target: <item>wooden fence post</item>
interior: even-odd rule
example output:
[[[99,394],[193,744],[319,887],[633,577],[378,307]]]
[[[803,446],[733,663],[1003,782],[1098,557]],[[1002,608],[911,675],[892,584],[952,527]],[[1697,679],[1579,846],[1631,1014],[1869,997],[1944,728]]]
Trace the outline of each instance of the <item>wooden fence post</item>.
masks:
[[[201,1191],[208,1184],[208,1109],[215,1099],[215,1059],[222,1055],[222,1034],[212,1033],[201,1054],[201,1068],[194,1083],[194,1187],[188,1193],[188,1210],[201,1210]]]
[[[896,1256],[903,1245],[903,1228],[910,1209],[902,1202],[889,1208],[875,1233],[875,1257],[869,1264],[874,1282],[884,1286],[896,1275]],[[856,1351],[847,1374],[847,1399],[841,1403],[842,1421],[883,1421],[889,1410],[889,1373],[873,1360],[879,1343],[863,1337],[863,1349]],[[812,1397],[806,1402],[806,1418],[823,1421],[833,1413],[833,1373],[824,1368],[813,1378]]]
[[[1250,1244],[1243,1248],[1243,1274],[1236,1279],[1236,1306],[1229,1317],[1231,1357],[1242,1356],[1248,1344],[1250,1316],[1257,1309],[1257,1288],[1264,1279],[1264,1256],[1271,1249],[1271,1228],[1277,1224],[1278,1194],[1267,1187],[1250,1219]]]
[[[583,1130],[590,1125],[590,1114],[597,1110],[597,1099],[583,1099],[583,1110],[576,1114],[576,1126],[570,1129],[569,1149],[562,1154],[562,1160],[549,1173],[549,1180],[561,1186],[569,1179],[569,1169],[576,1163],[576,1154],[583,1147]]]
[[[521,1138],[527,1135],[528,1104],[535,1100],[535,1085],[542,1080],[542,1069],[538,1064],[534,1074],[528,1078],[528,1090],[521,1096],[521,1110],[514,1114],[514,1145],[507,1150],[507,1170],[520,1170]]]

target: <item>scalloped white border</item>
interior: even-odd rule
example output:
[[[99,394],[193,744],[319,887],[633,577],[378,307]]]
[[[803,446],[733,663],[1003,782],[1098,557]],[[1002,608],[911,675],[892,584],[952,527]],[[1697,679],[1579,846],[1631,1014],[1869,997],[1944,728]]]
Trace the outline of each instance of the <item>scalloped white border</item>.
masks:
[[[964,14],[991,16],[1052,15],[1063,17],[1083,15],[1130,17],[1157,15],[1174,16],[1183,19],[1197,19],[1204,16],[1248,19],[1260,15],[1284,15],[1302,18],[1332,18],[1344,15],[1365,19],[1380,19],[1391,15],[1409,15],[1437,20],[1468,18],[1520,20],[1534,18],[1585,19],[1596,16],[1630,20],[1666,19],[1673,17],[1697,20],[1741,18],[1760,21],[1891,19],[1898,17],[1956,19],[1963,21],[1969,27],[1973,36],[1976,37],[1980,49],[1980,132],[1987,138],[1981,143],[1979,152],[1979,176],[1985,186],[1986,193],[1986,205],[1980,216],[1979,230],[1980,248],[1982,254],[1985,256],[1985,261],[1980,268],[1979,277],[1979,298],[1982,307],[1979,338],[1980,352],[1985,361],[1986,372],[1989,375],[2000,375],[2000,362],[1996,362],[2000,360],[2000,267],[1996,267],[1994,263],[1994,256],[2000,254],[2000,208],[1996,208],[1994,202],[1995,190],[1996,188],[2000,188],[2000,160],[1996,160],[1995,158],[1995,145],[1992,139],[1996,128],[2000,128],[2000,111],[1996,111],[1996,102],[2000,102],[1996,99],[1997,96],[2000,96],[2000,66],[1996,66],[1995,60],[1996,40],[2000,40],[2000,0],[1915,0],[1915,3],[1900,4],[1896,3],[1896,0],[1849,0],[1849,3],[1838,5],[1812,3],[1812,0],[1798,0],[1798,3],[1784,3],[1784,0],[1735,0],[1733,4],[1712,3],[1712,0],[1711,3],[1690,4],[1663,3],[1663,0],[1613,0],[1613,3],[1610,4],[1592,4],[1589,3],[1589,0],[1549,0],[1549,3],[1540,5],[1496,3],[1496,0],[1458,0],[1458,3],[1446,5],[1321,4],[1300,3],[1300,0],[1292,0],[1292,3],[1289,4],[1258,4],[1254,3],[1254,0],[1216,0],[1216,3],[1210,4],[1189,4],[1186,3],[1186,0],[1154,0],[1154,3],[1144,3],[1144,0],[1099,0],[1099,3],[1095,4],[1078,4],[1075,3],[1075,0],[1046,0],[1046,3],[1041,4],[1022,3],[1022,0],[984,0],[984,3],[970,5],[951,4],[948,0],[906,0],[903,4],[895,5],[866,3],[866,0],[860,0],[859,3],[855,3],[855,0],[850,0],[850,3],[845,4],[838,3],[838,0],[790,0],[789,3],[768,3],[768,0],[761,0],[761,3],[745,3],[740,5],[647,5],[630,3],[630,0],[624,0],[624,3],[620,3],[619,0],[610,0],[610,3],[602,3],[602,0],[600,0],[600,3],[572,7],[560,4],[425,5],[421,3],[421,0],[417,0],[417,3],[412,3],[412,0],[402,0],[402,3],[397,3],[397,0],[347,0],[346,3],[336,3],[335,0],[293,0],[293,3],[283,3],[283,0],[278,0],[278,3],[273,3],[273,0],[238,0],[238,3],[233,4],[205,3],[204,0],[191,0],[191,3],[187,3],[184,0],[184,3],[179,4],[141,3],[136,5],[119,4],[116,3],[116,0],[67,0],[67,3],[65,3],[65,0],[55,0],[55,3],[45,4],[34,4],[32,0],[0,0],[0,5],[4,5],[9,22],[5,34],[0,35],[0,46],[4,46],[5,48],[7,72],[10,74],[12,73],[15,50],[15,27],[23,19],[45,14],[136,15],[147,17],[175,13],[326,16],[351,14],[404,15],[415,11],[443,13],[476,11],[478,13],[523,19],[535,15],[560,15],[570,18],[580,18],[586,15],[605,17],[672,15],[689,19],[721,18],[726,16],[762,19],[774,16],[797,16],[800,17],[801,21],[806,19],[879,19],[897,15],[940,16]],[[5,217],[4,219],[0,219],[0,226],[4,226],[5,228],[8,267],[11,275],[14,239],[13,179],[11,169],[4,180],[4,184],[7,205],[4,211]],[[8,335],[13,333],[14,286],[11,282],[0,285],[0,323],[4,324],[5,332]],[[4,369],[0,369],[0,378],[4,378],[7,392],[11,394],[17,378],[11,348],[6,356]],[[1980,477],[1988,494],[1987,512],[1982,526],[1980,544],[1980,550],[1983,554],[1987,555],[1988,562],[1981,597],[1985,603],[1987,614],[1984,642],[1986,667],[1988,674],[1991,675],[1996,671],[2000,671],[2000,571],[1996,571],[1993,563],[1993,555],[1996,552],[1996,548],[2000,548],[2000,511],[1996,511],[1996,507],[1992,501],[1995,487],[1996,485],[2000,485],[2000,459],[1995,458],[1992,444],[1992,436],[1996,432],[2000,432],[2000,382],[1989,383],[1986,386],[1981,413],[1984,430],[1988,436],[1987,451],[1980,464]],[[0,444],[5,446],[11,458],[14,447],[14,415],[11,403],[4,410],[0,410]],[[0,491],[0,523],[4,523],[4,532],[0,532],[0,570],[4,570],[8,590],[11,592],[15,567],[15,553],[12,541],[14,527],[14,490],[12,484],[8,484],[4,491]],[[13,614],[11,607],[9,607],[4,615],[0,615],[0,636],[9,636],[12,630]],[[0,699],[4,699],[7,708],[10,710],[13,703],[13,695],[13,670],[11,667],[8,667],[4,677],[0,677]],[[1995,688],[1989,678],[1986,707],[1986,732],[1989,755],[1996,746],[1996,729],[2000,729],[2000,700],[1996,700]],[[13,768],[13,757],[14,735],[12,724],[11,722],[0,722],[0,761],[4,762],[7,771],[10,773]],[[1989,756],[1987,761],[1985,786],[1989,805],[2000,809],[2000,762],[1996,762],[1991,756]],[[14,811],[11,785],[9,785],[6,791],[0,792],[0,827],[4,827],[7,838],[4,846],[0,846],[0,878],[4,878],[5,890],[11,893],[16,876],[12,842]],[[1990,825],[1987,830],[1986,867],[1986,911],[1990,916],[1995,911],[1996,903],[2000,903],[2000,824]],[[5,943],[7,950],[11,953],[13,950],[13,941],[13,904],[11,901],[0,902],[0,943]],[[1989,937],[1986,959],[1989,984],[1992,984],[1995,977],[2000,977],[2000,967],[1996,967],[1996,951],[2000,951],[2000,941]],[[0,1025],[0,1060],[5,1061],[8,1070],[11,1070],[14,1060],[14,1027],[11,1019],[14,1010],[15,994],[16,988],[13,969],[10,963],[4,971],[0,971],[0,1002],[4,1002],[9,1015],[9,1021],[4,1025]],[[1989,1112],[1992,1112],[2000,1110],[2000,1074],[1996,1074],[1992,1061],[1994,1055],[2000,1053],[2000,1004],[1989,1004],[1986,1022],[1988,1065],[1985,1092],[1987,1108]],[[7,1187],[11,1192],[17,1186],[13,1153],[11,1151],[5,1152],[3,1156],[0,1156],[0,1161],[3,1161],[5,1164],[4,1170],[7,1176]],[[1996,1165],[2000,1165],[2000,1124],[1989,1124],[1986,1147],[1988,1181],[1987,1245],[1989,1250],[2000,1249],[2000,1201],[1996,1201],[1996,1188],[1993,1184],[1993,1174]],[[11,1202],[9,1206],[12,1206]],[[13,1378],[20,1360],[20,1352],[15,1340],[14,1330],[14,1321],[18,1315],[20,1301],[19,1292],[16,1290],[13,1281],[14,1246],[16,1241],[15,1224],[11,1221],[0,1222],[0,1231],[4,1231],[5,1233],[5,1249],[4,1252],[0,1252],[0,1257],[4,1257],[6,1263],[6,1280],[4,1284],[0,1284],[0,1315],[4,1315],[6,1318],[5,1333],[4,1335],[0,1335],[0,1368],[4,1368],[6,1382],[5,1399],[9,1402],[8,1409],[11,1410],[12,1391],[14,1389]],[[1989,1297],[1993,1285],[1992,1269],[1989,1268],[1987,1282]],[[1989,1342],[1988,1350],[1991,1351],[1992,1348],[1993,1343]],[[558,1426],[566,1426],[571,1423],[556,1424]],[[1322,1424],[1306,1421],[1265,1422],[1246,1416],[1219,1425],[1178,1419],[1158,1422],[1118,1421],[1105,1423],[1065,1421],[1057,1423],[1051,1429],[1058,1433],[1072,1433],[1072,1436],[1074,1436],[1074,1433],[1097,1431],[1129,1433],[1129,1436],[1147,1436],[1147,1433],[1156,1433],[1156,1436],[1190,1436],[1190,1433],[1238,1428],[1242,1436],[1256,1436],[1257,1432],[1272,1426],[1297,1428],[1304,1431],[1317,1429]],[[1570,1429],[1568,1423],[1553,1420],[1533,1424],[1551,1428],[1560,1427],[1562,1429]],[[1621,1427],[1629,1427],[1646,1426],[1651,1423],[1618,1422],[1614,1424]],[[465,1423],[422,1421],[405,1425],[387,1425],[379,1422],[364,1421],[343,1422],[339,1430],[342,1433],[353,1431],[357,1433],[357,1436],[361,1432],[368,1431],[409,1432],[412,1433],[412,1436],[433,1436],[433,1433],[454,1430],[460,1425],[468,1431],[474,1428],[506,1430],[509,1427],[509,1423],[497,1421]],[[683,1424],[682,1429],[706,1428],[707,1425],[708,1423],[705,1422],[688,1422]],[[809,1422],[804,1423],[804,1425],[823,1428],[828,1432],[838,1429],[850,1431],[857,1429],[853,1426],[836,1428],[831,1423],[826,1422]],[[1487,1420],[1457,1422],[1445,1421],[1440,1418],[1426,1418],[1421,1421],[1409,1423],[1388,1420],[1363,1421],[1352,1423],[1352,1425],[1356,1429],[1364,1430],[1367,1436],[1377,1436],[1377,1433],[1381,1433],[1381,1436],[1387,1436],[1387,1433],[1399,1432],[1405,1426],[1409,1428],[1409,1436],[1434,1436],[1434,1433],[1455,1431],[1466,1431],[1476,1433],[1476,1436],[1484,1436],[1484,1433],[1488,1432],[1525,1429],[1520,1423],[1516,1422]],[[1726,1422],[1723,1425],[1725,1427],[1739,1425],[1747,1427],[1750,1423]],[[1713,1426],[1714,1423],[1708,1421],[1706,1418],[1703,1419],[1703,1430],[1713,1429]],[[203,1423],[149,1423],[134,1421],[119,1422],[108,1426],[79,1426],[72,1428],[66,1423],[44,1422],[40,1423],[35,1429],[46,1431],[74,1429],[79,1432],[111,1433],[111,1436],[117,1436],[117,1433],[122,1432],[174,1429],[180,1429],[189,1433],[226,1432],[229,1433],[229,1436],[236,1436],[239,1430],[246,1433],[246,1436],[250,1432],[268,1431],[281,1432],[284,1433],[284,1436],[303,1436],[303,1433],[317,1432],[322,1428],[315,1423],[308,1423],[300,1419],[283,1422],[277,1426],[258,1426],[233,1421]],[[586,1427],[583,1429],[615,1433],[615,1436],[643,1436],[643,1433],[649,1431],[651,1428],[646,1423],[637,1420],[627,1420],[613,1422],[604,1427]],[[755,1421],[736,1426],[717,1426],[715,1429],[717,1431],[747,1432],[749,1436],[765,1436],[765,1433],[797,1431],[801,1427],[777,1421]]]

++++++++++

*What to work on:*
When you come to the line containing "Trace the outline of each instance of the <item>wooden", give it and stop; before that, repeat each line of the material exactly from the first one.

*Reply to the task:*
target: <item>wooden fence post</item>
interior: even-odd rule
example output:
[[[99,394],[193,744],[319,887],[633,577],[378,307]]]
[[[803,446],[733,663],[1003,782],[1098,557]],[[1002,608],[911,675],[892,584],[952,527]],[[1697,679],[1579,846],[1631,1014],[1869,997],[1944,728]]]
Trace the outline of each instance of the <item>wooden fence post</item>.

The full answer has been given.